__Exercise__. Work through the data below and copy out every line where "shoulder" is found.

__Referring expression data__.
= = =

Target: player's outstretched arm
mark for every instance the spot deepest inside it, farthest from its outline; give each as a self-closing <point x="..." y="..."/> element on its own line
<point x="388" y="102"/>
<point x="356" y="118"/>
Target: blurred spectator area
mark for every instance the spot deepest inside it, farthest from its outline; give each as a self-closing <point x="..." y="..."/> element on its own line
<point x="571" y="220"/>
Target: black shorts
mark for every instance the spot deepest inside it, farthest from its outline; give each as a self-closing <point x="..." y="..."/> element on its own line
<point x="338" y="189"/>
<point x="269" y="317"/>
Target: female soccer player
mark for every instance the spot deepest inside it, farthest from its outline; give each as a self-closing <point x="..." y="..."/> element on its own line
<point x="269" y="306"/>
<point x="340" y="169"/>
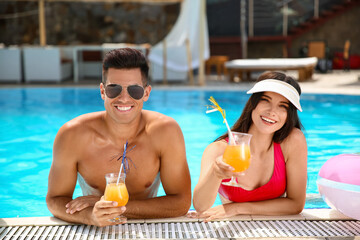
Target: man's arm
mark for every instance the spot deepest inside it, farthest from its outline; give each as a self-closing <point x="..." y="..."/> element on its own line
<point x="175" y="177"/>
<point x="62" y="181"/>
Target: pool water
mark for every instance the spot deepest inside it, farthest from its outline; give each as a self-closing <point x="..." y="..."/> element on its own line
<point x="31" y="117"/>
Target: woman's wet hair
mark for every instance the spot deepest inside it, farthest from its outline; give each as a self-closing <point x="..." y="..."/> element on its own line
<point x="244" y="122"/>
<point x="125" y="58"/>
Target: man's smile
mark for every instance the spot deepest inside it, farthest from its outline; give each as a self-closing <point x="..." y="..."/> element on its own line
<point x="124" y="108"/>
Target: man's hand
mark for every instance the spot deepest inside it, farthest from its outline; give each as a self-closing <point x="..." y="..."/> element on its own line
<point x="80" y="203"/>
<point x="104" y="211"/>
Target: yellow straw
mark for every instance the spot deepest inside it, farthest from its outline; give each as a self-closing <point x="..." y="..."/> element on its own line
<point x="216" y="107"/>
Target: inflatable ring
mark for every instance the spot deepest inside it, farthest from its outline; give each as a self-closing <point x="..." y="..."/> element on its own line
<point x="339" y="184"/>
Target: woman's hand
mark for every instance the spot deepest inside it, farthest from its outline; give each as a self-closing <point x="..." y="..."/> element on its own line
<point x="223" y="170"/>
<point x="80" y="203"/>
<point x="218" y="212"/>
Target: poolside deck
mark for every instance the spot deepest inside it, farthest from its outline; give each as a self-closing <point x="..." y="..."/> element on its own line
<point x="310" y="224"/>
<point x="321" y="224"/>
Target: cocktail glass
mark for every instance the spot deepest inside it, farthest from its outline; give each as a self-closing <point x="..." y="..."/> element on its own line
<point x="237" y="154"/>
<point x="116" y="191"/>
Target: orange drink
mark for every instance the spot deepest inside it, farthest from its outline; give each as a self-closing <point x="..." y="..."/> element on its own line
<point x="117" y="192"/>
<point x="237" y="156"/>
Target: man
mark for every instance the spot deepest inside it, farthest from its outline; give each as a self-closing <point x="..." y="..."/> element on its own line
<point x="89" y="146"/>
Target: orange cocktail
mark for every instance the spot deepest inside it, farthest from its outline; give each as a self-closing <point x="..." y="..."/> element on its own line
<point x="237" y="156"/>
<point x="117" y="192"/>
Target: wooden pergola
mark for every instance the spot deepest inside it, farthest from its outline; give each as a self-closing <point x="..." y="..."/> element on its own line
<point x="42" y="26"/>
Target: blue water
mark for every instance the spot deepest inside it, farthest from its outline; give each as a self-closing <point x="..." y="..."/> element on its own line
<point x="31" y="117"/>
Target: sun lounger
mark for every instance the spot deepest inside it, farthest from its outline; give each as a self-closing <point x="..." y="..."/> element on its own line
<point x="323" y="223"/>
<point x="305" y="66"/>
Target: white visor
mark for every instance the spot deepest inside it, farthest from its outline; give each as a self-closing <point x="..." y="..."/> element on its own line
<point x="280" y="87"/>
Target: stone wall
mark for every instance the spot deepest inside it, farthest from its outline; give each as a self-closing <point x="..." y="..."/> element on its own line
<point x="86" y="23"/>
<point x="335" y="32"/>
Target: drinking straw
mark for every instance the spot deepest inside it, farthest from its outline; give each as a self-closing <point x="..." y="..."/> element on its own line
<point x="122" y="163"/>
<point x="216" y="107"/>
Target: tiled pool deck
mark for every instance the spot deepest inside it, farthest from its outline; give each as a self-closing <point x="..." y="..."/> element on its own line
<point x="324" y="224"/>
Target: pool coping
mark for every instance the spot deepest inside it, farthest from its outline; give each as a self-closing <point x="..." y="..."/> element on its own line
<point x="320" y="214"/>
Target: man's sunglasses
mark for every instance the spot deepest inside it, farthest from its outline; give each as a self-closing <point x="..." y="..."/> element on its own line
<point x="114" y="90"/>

= = =

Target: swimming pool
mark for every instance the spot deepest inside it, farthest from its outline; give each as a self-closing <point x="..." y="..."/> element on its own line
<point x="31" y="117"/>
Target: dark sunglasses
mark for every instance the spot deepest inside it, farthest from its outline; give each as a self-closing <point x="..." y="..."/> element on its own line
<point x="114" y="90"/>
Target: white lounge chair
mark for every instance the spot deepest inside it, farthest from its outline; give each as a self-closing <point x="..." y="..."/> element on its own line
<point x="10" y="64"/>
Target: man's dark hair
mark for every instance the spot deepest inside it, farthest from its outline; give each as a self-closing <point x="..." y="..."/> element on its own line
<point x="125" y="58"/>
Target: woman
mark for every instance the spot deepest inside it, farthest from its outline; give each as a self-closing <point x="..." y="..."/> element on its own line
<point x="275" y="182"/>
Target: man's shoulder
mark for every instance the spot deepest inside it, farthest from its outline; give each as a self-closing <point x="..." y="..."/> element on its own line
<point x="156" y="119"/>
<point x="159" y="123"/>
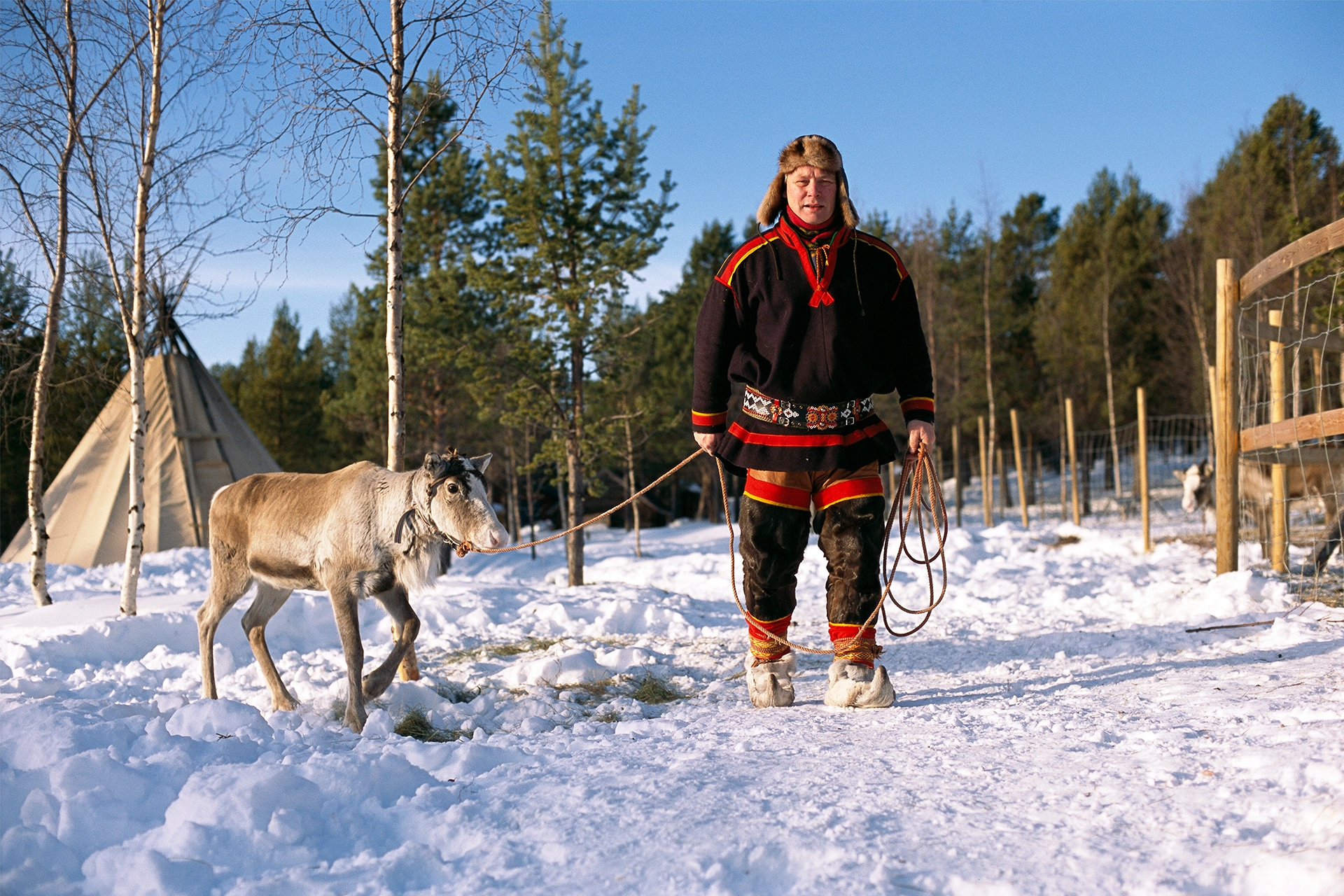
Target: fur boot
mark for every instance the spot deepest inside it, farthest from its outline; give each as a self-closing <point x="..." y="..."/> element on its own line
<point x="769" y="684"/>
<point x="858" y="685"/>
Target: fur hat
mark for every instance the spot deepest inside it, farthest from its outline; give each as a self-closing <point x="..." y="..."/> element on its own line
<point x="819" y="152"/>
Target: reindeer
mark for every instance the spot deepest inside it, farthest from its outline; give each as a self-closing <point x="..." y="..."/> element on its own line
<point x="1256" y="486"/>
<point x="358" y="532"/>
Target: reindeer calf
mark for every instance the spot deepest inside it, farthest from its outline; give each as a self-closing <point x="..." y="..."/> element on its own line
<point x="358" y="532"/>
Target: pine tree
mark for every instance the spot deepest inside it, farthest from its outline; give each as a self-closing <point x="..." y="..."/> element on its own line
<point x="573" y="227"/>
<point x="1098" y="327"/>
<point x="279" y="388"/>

= = =

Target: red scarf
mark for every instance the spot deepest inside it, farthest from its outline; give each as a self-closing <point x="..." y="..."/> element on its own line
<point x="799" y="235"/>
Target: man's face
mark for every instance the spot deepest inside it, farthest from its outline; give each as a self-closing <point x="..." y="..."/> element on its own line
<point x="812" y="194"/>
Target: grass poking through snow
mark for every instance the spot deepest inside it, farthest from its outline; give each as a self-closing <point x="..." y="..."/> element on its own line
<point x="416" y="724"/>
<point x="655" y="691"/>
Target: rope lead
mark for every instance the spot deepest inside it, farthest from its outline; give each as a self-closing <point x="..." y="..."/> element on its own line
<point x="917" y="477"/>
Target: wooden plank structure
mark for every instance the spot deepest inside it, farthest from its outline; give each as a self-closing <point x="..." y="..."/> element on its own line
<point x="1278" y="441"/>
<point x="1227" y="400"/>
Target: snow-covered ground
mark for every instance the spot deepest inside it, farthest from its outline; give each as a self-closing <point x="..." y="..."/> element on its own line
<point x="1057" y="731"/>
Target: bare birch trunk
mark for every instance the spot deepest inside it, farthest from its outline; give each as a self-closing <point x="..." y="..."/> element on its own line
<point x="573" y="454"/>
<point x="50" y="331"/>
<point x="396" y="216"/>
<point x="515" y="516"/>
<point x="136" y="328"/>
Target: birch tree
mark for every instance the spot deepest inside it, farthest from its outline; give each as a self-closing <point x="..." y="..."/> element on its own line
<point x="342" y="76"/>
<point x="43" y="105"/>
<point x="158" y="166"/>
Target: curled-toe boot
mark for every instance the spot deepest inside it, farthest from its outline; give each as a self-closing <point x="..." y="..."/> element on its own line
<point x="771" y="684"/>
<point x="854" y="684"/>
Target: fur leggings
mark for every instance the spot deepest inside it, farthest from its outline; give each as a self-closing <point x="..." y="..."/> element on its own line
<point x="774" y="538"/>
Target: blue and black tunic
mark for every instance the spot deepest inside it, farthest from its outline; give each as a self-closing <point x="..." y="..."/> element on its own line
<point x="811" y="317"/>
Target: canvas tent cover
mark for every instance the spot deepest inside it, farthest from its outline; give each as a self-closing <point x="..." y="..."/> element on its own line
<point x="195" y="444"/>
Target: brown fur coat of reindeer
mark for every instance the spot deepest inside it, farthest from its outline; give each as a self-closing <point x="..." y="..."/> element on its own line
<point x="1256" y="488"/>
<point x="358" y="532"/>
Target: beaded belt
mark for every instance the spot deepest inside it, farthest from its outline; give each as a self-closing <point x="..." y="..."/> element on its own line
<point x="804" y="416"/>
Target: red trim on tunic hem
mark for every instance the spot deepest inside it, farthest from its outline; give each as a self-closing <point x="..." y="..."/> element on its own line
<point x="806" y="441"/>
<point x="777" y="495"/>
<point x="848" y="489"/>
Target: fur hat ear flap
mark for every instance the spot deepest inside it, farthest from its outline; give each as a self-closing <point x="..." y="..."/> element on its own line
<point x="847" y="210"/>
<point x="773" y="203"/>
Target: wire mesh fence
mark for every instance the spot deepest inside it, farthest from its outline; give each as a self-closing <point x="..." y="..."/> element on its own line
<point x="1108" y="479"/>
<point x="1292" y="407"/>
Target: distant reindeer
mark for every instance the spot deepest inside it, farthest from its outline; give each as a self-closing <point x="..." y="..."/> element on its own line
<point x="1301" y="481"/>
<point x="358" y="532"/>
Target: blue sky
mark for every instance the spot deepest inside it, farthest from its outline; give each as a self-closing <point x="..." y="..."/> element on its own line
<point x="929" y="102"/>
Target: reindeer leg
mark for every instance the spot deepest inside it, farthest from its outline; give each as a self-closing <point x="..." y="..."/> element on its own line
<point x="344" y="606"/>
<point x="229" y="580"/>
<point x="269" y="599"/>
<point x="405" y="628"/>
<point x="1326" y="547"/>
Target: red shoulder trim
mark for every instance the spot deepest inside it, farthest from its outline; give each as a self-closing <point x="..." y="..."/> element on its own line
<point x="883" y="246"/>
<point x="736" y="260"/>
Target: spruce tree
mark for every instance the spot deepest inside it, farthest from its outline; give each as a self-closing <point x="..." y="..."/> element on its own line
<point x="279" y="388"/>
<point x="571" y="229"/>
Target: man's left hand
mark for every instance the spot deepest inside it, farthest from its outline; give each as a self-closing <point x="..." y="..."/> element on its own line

= = =

__Task answer__.
Target: man's shoulder
Target: red shoulder trim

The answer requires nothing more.